- [PROBLEM STATEMENT] Please retype the records below exactly, leaving out any pictures.

[Image-grounded pointing data]

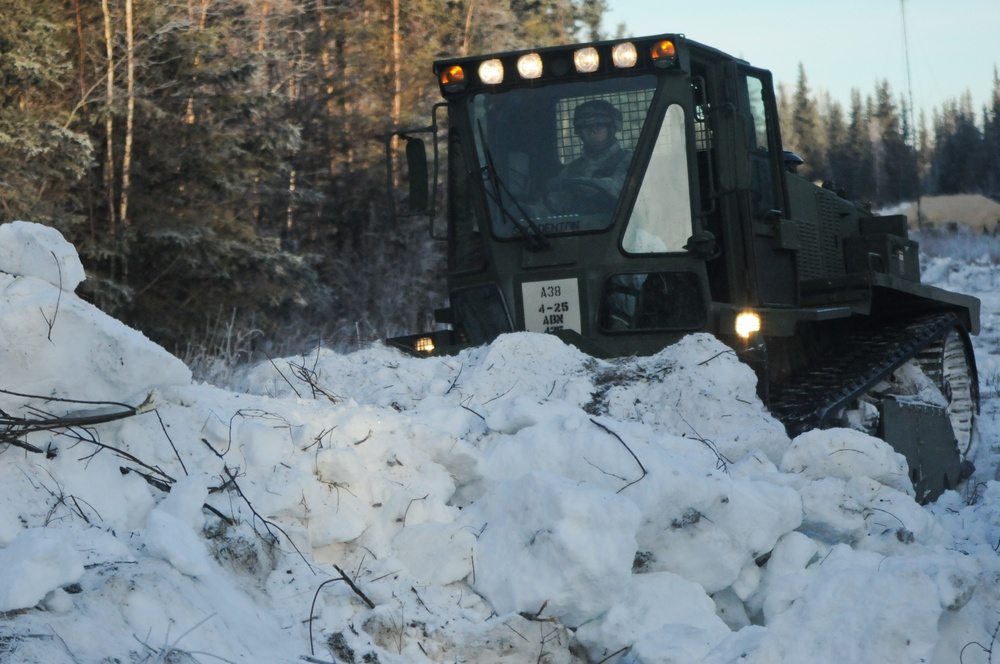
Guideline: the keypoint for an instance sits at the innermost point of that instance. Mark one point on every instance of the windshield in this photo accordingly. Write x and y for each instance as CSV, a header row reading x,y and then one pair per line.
x,y
554,159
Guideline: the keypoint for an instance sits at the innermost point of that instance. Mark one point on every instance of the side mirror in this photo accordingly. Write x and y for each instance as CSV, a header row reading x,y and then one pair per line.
x,y
416,164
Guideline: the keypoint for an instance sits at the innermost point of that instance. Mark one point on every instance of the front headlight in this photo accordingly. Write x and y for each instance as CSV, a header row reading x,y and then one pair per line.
x,y
747,323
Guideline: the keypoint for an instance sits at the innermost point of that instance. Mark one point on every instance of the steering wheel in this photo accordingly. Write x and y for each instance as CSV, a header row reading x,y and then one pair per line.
x,y
582,196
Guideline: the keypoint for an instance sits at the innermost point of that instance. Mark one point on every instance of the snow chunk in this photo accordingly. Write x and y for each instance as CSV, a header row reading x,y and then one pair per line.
x,y
709,528
846,453
38,561
32,250
67,348
550,541
645,613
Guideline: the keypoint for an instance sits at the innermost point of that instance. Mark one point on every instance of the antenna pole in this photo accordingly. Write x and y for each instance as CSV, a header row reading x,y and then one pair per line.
x,y
913,118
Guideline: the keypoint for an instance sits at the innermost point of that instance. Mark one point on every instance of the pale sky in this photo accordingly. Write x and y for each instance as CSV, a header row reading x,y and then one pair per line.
x,y
954,45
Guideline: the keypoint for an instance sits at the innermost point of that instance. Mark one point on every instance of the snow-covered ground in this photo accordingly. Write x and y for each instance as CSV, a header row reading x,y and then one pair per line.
x,y
519,503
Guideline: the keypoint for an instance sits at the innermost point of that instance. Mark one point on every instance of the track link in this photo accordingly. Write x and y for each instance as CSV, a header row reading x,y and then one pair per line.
x,y
846,372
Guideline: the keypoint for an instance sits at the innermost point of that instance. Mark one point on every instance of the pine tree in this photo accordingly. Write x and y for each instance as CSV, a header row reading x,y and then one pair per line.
x,y
859,170
990,182
807,130
40,157
958,141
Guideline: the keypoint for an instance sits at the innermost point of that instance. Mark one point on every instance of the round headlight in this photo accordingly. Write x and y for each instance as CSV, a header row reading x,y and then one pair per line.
x,y
530,65
624,55
491,72
586,60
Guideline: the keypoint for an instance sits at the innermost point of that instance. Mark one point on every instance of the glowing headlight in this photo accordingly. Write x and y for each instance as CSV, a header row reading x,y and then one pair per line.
x,y
530,65
747,323
586,60
624,55
491,72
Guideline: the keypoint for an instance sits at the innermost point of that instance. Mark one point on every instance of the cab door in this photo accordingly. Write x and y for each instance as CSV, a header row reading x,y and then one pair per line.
x,y
772,250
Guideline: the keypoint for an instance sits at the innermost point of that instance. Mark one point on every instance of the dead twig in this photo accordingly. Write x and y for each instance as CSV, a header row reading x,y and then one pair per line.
x,y
629,449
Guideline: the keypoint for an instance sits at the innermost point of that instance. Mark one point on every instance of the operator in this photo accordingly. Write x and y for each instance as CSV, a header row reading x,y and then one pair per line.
x,y
596,177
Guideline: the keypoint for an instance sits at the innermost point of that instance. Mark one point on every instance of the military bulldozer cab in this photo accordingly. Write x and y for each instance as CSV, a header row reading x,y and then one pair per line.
x,y
622,194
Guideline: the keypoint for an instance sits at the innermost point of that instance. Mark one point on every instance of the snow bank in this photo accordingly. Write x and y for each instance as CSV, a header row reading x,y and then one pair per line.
x,y
519,502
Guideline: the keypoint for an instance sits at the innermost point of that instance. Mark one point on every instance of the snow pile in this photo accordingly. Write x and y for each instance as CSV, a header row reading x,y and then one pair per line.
x,y
518,502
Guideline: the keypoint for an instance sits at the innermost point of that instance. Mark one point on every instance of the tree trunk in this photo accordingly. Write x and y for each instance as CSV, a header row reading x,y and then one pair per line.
x,y
109,126
129,115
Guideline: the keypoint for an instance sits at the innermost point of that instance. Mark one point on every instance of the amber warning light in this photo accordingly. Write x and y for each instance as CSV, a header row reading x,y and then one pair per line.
x,y
663,52
453,76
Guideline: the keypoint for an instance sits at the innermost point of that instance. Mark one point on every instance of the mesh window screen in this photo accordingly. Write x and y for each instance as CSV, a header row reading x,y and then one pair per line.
x,y
633,106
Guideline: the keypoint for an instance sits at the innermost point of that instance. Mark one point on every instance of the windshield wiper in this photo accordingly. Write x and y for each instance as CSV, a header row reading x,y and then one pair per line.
x,y
534,237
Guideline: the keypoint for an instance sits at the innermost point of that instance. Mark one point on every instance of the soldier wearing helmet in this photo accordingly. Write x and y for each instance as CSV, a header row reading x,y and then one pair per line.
x,y
601,167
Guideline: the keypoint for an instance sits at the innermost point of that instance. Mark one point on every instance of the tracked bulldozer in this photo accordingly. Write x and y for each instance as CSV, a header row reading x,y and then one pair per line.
x,y
689,216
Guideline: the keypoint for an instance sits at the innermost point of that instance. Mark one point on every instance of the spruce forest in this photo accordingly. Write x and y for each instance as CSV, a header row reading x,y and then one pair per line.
x,y
220,164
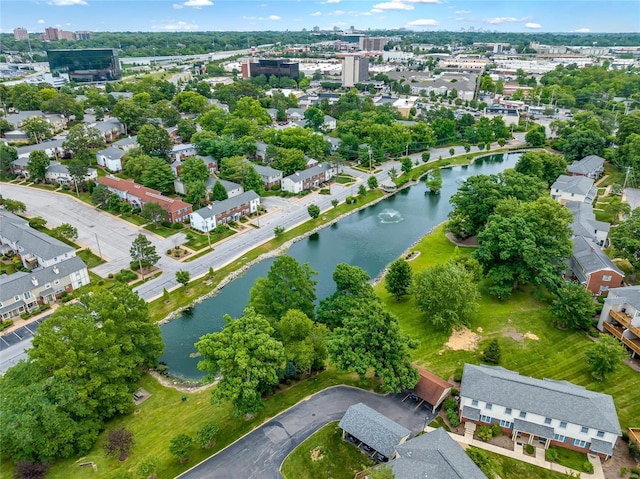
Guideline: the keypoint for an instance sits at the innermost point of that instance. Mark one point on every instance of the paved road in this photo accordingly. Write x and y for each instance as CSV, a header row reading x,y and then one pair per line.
x,y
260,453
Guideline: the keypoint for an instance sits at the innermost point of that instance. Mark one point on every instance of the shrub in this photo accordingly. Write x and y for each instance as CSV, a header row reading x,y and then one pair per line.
x,y
484,432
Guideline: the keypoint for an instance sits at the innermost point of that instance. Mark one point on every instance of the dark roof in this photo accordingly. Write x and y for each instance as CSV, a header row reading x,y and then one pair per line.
x,y
373,428
544,397
430,387
434,455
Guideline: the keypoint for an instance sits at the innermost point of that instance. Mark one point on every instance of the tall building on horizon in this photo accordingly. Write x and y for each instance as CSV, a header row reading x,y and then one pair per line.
x,y
20,33
355,69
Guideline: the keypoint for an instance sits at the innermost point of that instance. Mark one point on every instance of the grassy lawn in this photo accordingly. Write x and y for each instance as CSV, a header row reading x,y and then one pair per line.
x,y
324,455
90,259
509,468
556,354
164,415
161,230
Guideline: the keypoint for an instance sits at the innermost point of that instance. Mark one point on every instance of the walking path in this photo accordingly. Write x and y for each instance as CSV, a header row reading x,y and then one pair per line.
x,y
518,454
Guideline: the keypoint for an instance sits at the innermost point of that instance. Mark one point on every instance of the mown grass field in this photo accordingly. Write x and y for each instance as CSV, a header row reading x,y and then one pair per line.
x,y
325,454
556,354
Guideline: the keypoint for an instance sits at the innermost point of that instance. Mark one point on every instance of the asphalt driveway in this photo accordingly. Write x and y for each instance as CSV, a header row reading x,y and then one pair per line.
x,y
260,453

- [ANSWER TO THIS PROBLEM]
Guideline: the keypoint for an instance sits at the innermost point of that instance. Mark one point on every instance of the windshield in this photo accordingly. Write x and y for each instance as CSV, a header row reading x,y and then one pair per line.
x,y
554,159
Guideline: the keypoint for an instance sits at the innermost point of that instance. Mark one point on every instance of the side mirror in this photo accordingly. Write x and y for each instance as CSV, a header row reading x,y and then one pair per line.
x,y
416,164
Guideline: the keypoint for an instance sits at the innermost point of that instance. Mark one point on every instance of the front headlight in this photo accordingly. Write x and y for each instance as CSV, a header row reading x,y and then one pair per line.
x,y
747,323
Guideline: the keypoint for an instance sits at the innermost point of that instance. Mark one point on every instance of the steering wheel in this photo accordingly. Write x and y for each instance as CSV, a header row reading x,y and then one pair per line.
x,y
582,196
Guideline: the keypoint for an instance sits at the innermost point of that instance. Mark one point on every instance of the snow chunk in this photo accordingly. Write x and y for each instance as CSV, a header row reading x,y and then one pair per line.
x,y
709,528
846,453
38,561
32,250
67,348
550,541
645,613
Guideline: the keypoint for an instance sits at the innermost point of that instance. Mark one point on every instance of the antenna pole in this photo accordingly. Write x and y for each instance as CSV, a header row reading x,y and then one pair per line.
x,y
913,118
Guideline: the keypoint for an instance sits at the innermost point of that instance. Mark one point on every instance of the pale sky in this photo accordingly. Write x and y for each instance as CSV, a header row reading x,y and then one pair per line.
x,y
954,45
Guideline: the keypoint for an instance sits at the innermost point of that instance. Mark one point on every instance of the snow-covered ground in this photo accordingly. Write x and y for each instance as CSV, a header row reading x,y and then one pair per line.
x,y
519,503
Guideline: the keypoint for an instance sits at the innermost point of that instance. Mark one point on every instance of the track link in this photo accordingly. Write x and y for each instance as CSV, a header row reading x,y and then one pair per line.
x,y
846,372
Guideline: the keypoint for an instance sits at the innermost point of that instance. Mark one point on every instance of the pine tree in this photo accordingly. Write x and y for each instance as CSV, a header row reading x,y and then one pair per line.
x,y
859,170
990,182
807,130
40,157
958,141
Guideline: the keypoint for an instance sits at the innermost point of that instance. Mark one point on every instance of the round headlight in this photo accordingly. Write x and y for each instance as CSV, a header row reading x,y and then one pair per line.
x,y
530,65
624,55
491,72
586,60
Guideline: the keypoint for an instance sits at the innermost point of that instance. Mark one point on every instance of the glowing headlight in this photo accordingly. Write x and y for each instance as CSV, a header row reading x,y and then one pair per line.
x,y
530,65
747,323
586,60
624,55
491,72
Guideline: the keypoint for an instance sits at the innermost point of that instance. Mark one point on every instance of the cab door in this photo accordingly. Write x and y for each instance as CSV, a header row reading x,y and then one pair per line.
x,y
772,250
Guideline: the keypoint for an instance sits at the innermost point of that instance. Mark one point on every instance of the dead twig in this photo accordingly. Write x and y for each instance as CSV, a header row reading x,y and then one pair per line.
x,y
629,449
Guideline: the keypoint for an instance sits at the innermost point of that instance. Mark one point on every instance of the operator in this photo accordingly. Write x and y for each instance as CSV, a header row reading x,y and then one pair per line.
x,y
596,177
Guideline: the keypoint for an instance sits at the innermost point of that instance. Mark one point on every instance of the military bulldozer cab in this photo accordingly. Write x and y for each instance as CSV, a header row reading x,y and then one pair per line.
x,y
622,194
Guideline: the keypoint for an instance sits at the innermost point of that instance. Mark one point on every instance of the snow bank in this photo accordingly. Write x and y for each instance as CSV, a header row reading x,y and then one pair per line.
x,y
519,502
Guideline: the keypoint for an instance sits at the innermost point of that instance. Mark one point on every instance of the snow pile in this photo accordingly. Write x and y for each instance as CSV, a header row reading x,y and then one pair per line.
x,y
518,502
Guideline: the keypoint for an instance sits at the innermost point of that instance. Mark one point on every instance of the tree trunk in this photo accordingly. Write x and y for each instance as CSV, a header row reading x,y and then one pair per line.
x,y
109,126
129,115
Guideline: the keypoint for an instance sits at the innermost point of that instance. Mark one point on every instance of the amber warning light in this photo accordingly. Write x and y for each instance as CSV, a header row reading x,y and then one pair per line.
x,y
663,52
453,76
Guideline: the keypoint for an instance sits at the innermost point of that instance. Mark one point on every instance of the mesh window screen in this photo accordingly. Write x and y for each instance as CSV, a header row reading x,y and then one pair per line.
x,y
633,106
Guideline: the keypoint for an instance sits at the innermost point of that instance. Mark one point on every instance of the windshield wiper in this photo accordingly. Write x and y for each instance as CSV, a header row reading x,y and then one pair per line.
x,y
534,237
Guideline: the keypoint for an instance sits at the innermost point of that instance. Mark one point on every instance of the soldier wearing helmet in this photo accordingly. Write x and y for each instance as CSV, a header row reading x,y and then one pair per line.
x,y
601,167
Guideline: the keypoint for an instance sits at the innermost point of that instance. Mark one point on every instance of the tracked bulldozer in this photo accordingly. Write x and y for each instance as CSV, a header row reading x,y and then one pair per line.
x,y
689,216
Guideline: the keypoint for an instance sits at the innermost point of that instance. Mark one point on every instance of the spruce forest in this photo accordingly. Write x and y for each instance as CSV, a header row reading x,y and then one pair per line.
x,y
220,164
Guideline: the keypoint for an instance sits at the innermost point of that instance. Mark one point on every instance of the paved road in this photo accordingly. Write x and y for each instance as CSV, a header row reading x,y and then one pair per line.
x,y
260,453
Guideline: the keypoint for an instance sits at the innermost point of that instance. Mark one point on every instance of the shrub in this photo accordingly. Write x and y for each instance as CSV, a header row reading x,y and then one pair per line.
x,y
484,432
Guideline: the keypoint for an instance sits at the innermost point of that instance. Mark one point on every instance of the dark roof in this photo accordingly. Write x and y for each instance as CSV, a header row reading x,y and then one pair per line.
x,y
373,428
544,397
430,387
434,455
Guideline: the keypoint for an instance sits at the innermost point of that instance. Mark one point on every instance of the tall building on horizon in this photo accordingly. Write x and y for each instance as CSV, a header row reading x,y and then one pair per line.
x,y
20,33
355,69
Guideline: the keypoint for an instance sits at the innermost point of that instance. Mark one point on every instance of the grassy lawn in this photo accordingly. Write x and y for each instance as CSV, a header row reading x,y and then one pair per line.
x,y
324,455
90,259
509,468
556,354
164,415
161,230
Guideline: the keypoint for an instance sits at the innermost point of that instance. Mark one point on every instance of the walking path in this photo accordingly. Write x and y for each instance as CSV, a header row reading x,y and then one pair per line.
x,y
518,454
Guideline: the keypoint for an instance sits at the innermost point of that instance. Mark one point on every instance of the mown grass field in this photo accordingly. Write x and y for each instance as CSV, a header row reading x,y and then one pair per line.
x,y
325,454
556,354
Guideline: the keypoint for an instance sits at the innermost point of that instance. Mark one point on every instance of the asphalt driveway in this photo accordingly. Write x and y for each instance as CSV, a header row reading x,y and then one pair per line.
x,y
260,453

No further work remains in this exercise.